▶ [Page excerpt]
******************************
Dockerfile (with virtual environments) Best Practices

So I’ve been making my own customizations/building on the images in docker stacks to maintain some isolated/instant workspaces that I can rely on.

However, I’ve noticed as I am amassing more and more packages that I want to put aside, the dependency resolution is getting less and less predictable and now my cpu-based images have recently been failing during the build process. Now the obvious thing is to break them into seperate dockerfiles (also keeping the filesizes/redundancy down), and can easily build them when their tasks can clearly be mutually exclusive.

However beyond that, there are some instances where the line gets blurred workflow-wise where I could see some situations arising in which it’s extremely inconvenient to separate/switch between containers. I thought it could be a good solution to have some of the multipurpose docker images maintain separate kernels, that can help mitigate dependency hell, while reducing friction when switching between certain libraries.

It seems conda environments may not be the best choice to do this as common packages would have to be duplicated and contribute to bloat on the docker images in their redundancy. Is it possible to leverage virtual environments for this task? If so does virtual env and conda’s dependency handling play nice with each-other? It is my understanding that virtual envs will inherit python packages installed outside of them. If so will this relationship be maintained, when the virtual env is installed as a jupyter kernel? I’m hoping there’s a way to keep the images as light and as clean as possible. Has anyone else explored this?

What I’ve been doing is to skip conda altogether and install internal packages with pip. So that everything is installed at the system level. I have scripts at joequant/bitquant on github under directory bitstation.

Also I’ve migrated off of using docker to build images. I now use buildah to build the images and then push them to docker. Buildah allows you to use external tools to build the images, which means that you don’t have to put everything on the docker image.

1 Like

I’ll have to deep dive and figure out how you got that automation going sometime. I’ve already been using buildah, but not using it beyond simple docker capabilities.

I thought I was on to something after finding out conda environments try to use hard links instead of creating redundant files. Thought of a great workflow where jupyter stuff would be in the root, and dependencies would be directed to new cloneable environments. Then I learned that pip installs would not be cloned over:(
******************************
▶ [Records for this exercise]

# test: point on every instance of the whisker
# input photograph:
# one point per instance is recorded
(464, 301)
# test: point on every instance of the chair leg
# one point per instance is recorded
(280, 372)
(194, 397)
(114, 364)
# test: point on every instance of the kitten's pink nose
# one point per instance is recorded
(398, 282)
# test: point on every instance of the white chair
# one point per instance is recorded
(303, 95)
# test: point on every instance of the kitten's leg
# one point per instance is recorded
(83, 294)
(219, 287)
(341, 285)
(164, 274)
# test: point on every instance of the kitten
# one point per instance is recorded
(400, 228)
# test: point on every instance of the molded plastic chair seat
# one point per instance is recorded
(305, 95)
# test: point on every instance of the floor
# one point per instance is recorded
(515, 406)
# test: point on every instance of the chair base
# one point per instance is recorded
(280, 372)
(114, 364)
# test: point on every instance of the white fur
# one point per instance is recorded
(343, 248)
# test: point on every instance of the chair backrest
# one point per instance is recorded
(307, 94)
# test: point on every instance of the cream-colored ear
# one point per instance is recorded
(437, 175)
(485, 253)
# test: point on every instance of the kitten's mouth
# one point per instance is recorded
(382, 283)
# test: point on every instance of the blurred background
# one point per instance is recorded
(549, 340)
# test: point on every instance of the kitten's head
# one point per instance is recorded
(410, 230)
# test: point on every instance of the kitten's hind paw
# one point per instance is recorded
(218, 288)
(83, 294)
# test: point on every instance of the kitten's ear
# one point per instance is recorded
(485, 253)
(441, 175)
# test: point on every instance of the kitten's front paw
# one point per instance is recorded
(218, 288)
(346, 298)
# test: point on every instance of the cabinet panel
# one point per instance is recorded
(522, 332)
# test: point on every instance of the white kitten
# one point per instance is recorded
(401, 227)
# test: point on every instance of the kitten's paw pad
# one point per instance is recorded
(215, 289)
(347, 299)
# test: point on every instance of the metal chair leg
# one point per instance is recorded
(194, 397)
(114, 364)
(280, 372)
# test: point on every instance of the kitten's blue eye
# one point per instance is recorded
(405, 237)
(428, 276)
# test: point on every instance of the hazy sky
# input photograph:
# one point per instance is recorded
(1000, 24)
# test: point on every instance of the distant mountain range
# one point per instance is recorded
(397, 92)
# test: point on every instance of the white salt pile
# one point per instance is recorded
******************************
▶ [What to work on]
• a. Print the passage of the Docker forum thread that begins at the words "It seems conda" and stops after the words "else explored this?".
• b. Gather every line of the entries that contains the string "chair", treating uppercase and lowercase letters as different.

▶ [Answers for the tasks]
• a.
It seems conda environments may not be the best choice to do this as common packages would have to be duplicated and contribute to bloat on the docker images in their redundancy. Is it possible to leverage virtual environments for this task? If so does virtual env and conda’s dependency handling play nice with each-other? It is my understanding that virtual envs will inherit python packages installed outside of them. If so will this relationship be maintained, when the virtual env is installed as a jupyter kernel? I’m hoping there’s a way to keep the images as light and as clean as possible. Has anyone else explored this?

• b.
# test: point on every instance of the chair leg
# test: point on every instance of the white chair
# test: point on every instance of the molded plastic chair seat
# test: point on every instance of the chair base
# test: point on every instance of the chair backrest
# test: point on every instance of the metal chair leg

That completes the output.